Übertragen Sie den Satz „Die Flüge des Allianz-Firmenjets samt Zwischenstopps in Bätes Wohnort Köln sind eigentlich eine Petitesse.“ aus dem Text über den Allianz-Chef ins Englische.

TEXT:
——

München. Mitte Februar zeigte Allianz-Chef-Oliver Bäte (52) vor aller Öffentlichkeit Nerven. „Das sind superspannende Themen, die haben ja auch viel mit unserem Jahresergebnis zu tun“, ätzte Bäte, als er auf der Jahrespressekonferenz gefragt wurde, wie er es denn mit der Nutzung des Firmenfliegers halte. Um dann auf die dritte Frage zu dem Thema nachzusetzen: Natürlich bestelle die Allianz neue Flieger, wenn alte Verträge abliefen. „Wir schaffen uns auch regelmäßig neue Autos an, ich schaffe mir auch ab und zu neue Krawatten an.“
Die Flüge des Allianz-Firmenjets samt Zwischenstopps in Bätes Wohnort Köln sind eigentlich eine Petitesse. Und doch nimmt sie der Vorstandsvorsitzende von Europas wichtigstem Finanzkonzern zu Recht als Warnzeichen wahr. Denn er fragt sich, wie es in der traditionell so verschwiegenen, ja zugeknöpften, geradezu hochgeschlossenen Allianz überhaupt geschehen konnte, dass Details über seine Flugreisen nach außen drangen. Die Antwort muss eindeutig ausfallen: Bäte hat sich in den ersten zwei Jahren seiner Amtszeit rekordverdächtig viele Feinde gemacht – eine Allianz gegen Bäte hat sich geformt.

——

DATENZEILEN:
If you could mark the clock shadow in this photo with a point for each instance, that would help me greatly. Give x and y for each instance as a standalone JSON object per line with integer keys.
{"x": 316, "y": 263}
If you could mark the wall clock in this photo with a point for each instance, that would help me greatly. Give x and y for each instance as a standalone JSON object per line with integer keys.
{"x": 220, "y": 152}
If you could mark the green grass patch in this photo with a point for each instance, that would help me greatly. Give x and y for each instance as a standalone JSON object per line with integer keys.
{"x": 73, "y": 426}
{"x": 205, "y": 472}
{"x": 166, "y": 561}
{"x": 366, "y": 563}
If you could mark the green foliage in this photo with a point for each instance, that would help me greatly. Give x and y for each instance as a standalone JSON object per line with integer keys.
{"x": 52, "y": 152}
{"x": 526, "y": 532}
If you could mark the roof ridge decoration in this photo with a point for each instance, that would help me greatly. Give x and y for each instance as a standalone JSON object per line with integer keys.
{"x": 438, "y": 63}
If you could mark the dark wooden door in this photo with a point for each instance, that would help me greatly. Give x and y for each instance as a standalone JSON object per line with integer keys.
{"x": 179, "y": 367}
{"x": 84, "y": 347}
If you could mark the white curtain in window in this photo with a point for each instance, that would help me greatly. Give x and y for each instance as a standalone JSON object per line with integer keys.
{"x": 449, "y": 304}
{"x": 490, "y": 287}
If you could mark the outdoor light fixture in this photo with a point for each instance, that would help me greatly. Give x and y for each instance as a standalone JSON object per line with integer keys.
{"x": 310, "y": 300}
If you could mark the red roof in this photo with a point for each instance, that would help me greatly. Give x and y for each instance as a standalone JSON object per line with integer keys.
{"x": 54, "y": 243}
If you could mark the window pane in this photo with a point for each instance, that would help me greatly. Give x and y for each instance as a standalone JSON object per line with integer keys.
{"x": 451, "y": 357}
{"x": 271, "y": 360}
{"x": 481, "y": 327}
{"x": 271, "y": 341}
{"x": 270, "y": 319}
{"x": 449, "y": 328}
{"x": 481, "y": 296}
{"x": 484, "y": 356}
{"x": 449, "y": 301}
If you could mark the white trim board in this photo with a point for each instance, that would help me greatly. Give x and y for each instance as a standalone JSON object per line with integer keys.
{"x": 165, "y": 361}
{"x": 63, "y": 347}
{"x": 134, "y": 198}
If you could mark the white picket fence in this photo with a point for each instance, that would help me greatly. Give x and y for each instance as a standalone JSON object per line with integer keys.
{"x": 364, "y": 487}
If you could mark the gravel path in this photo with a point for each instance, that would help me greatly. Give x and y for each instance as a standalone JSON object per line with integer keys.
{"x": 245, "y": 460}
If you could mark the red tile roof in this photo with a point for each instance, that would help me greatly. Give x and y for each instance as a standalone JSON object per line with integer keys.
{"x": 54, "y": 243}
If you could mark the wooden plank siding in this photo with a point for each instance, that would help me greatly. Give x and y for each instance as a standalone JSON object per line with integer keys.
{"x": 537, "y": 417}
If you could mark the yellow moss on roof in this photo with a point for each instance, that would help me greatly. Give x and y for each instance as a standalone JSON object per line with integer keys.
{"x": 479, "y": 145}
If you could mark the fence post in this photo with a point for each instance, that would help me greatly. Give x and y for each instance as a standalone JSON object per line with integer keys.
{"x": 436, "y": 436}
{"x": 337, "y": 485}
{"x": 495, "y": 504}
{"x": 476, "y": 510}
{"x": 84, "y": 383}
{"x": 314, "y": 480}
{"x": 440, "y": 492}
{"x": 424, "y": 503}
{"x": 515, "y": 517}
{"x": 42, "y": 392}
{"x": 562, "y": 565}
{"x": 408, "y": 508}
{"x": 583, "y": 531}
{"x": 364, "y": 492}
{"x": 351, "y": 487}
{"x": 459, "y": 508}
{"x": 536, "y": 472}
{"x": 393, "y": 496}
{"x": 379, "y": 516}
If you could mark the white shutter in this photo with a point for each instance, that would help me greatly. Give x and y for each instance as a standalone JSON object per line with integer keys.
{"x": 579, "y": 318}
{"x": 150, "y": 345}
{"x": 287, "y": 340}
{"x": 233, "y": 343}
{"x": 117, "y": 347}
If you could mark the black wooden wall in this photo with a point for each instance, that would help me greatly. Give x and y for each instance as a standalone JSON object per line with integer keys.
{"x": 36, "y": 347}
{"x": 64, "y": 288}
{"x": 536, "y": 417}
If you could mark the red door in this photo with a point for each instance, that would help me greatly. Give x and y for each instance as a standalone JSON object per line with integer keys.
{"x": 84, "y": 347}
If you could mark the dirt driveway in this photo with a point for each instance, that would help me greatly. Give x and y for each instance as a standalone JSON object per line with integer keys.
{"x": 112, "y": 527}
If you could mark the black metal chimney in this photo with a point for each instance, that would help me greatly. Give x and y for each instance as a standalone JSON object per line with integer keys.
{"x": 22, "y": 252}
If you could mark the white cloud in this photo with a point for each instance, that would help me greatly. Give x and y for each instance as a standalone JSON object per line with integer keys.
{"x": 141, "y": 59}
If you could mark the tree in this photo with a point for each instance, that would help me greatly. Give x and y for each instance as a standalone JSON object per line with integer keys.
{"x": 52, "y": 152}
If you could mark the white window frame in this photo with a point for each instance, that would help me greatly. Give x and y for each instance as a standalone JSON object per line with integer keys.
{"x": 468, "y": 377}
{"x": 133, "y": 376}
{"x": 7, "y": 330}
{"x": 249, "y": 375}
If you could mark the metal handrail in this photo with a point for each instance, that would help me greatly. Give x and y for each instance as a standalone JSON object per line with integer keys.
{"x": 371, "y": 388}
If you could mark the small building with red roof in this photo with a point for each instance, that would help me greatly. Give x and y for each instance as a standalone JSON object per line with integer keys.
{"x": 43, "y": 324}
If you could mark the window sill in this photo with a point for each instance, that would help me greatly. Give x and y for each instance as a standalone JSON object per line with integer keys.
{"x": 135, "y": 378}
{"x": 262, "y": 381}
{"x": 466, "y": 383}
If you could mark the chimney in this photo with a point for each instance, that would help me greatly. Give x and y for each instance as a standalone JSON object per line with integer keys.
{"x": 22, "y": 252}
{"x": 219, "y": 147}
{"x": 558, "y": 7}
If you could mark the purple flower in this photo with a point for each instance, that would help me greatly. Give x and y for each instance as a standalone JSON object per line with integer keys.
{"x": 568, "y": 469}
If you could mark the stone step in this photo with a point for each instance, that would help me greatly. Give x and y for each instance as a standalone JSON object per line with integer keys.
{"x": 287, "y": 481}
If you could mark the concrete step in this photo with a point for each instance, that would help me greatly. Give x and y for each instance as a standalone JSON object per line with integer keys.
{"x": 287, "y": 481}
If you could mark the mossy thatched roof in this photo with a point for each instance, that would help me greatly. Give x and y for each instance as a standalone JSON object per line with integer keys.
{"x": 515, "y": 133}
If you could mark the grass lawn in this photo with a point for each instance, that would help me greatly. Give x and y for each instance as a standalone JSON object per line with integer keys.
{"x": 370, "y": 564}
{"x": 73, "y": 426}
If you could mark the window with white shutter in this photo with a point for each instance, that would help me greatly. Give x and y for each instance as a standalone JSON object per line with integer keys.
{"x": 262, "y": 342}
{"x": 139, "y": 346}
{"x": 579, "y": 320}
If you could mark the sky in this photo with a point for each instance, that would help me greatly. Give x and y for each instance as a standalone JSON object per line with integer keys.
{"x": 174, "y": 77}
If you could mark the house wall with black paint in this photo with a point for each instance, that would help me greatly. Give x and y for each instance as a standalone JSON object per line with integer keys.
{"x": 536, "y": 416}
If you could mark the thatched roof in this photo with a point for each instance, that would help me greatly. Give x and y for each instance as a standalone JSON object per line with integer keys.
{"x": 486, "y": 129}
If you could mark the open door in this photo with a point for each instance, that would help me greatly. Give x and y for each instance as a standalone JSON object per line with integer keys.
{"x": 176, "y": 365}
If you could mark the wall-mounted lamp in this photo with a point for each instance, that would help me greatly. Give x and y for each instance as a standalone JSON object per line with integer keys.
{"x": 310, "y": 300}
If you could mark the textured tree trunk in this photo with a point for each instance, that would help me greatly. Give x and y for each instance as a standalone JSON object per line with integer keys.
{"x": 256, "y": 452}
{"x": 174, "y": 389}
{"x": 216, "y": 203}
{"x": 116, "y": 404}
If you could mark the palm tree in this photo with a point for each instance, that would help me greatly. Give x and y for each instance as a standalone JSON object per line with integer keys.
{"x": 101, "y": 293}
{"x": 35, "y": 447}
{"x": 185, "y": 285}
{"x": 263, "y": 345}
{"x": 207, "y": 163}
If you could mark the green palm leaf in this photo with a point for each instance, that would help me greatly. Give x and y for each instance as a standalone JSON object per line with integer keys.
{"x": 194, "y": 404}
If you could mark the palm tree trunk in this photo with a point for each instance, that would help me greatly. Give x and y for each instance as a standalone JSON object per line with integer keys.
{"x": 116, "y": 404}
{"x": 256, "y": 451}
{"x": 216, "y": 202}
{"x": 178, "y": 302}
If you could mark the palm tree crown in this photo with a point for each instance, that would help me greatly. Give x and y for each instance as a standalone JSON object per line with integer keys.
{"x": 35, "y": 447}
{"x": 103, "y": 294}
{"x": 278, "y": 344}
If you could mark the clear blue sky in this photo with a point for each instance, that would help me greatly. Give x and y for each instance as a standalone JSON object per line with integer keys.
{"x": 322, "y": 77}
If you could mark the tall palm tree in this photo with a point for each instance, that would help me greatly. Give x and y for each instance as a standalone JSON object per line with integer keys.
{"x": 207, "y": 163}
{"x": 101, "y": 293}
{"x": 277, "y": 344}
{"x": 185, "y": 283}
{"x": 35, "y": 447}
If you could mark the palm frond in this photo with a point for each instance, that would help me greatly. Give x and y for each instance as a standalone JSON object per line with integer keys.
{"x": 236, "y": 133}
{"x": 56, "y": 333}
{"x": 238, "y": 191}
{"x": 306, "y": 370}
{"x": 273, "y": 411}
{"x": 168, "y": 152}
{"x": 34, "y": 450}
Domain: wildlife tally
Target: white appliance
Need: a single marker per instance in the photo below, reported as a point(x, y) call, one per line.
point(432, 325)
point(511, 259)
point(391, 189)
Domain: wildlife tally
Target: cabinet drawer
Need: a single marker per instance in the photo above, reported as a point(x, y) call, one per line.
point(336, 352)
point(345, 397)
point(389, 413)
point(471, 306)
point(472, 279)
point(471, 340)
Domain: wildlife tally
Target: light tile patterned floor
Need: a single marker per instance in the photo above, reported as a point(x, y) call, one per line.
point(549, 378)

——

AUSGABE:
The flights of the Allianz company jet, including stopovers in Bäte's hometown of Cologne, are actually a trifle.